Benenne in allen Einträgen „dove“ in „pigeon“ um und gib die Zeilen sonst unverändert wieder.

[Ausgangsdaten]

__________

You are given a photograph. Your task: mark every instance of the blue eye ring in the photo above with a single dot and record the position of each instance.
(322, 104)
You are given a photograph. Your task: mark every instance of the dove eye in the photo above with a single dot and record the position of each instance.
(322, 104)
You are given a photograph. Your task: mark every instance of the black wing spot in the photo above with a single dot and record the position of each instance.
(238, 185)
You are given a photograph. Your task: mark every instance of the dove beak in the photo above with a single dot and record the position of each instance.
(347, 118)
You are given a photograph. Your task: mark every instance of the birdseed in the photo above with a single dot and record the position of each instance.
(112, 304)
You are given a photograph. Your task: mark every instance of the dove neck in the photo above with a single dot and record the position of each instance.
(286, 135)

__________

## ERGEBNIS DER AUFGABE
You are given a photograph. Your task: mark every instance of the blue eye ring in the photo above with a single dot and record the position of each instance.
(322, 104)
You are given a photograph. Your task: mark every instance of the pigeon eye in the photo above with a single dot and record the position of each instance.
(322, 104)
You are given a photograph. Your task: mark every instance of the black wing spot in the photo above with a single dot and record the position of each instance.
(238, 185)
You are given a photograph. Your task: mark every instance of the pigeon beak in the photo above with a single dot and record the position of each instance.
(347, 118)
You are given a photograph. Your task: mark every instance of the birdseed in the photo above with a single dot and record the position of each instance.
(112, 304)
You are given a photograph. Your task: mark every instance of the pigeon neck in the photo above with a single dot and record the position of each instance.
(286, 135)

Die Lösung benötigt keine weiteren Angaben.